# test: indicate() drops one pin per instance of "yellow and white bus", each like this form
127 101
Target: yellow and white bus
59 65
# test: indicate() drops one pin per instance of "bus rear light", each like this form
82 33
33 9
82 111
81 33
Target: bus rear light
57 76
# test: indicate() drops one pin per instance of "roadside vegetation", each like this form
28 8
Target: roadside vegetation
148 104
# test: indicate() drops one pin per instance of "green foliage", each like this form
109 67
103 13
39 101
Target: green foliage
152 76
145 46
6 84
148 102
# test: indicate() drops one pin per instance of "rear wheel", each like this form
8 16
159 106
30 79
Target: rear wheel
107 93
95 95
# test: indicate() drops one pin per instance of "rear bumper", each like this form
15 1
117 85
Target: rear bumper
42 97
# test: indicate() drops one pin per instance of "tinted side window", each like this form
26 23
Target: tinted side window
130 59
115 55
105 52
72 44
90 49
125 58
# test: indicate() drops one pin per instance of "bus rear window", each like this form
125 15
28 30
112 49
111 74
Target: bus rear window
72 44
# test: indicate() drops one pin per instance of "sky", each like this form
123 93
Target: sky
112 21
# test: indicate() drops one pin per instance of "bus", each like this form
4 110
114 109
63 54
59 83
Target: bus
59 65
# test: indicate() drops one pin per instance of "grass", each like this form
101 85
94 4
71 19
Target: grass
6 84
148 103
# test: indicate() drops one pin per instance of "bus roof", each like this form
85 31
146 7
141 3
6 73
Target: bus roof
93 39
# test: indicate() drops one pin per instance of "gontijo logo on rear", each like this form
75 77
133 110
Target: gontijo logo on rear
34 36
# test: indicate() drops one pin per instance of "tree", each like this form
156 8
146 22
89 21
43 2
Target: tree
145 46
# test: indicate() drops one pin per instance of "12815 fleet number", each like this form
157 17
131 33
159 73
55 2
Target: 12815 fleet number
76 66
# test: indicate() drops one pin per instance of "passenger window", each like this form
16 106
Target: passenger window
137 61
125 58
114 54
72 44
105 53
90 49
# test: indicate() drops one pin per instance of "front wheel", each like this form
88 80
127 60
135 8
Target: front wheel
§
Task prompt: What you return must match the data above character for character.

Exercise answer:
# test: indicate() drops one pin per instance of "yellow and white bus", each like this form
127 101
Target: yellow and white bus
59 65
# test: indicate() drops one pin per instance of "bus rear light", each like this form
82 33
33 9
82 111
81 33
Target: bus rear light
57 76
# test: indicate() drops one pin per instance of "roadside vegetation", each like this form
28 8
Target: roadside vegetation
148 104
# test: indicate() drops one pin per instance of "green foliage", each like this form
109 67
103 13
39 101
Target: green foliage
152 76
145 46
6 84
148 102
# test: indicate() drops one pin per instance of "rear wheel", each like this form
8 16
159 106
30 79
Target: rear wheel
107 93
95 95
# test: indicate() drops one pin per instance of "rear bumper", each like this form
15 1
117 85
Target: rear bumper
42 97
# test: indicate() drops one pin per instance of "tinted side window", each like this form
26 23
Target: tinted side window
130 59
115 55
105 52
72 44
90 49
125 58
# test: indicate() drops one pin per instance of "bus rear window", each like this form
125 15
28 30
112 49
111 74
Target: bus rear window
72 44
# test: indicate() drops one pin per instance of "sky", each like this form
123 93
Target: sky
112 21
# test: indicate() drops one pin per instance of "bus", each like this form
4 110
114 109
63 54
59 83
Target: bus
59 65
# test: indicate() drops one pin per instance of "grass", each like this form
101 85
94 4
71 19
Target: grass
6 84
148 103
# test: indicate() drops one pin per instance of "bus roof", each like this form
85 31
146 7
141 3
6 73
Target: bus roof
93 39
# test: indicate() drops one pin per instance of "gontijo logo on rear", each like this form
75 77
133 110
Target: gontijo logo on rear
34 36
# test: indicate() drops one pin per instance of "tree", each like this form
156 8
146 22
89 21
43 2
Target: tree
145 46
# test: indicate() drops one pin per instance of "12815 fleet number", each like this form
157 17
131 33
159 73
55 2
Target: 12815 fleet number
76 66
# test: indicate() drops one pin per instance of "passenger window", each like this form
16 106
Target: passenger window
137 61
125 58
114 54
72 44
105 53
90 49
# test: indicate() drops one pin per instance of "front wheel", each like this form
88 80
127 60
135 8
Target: front wheel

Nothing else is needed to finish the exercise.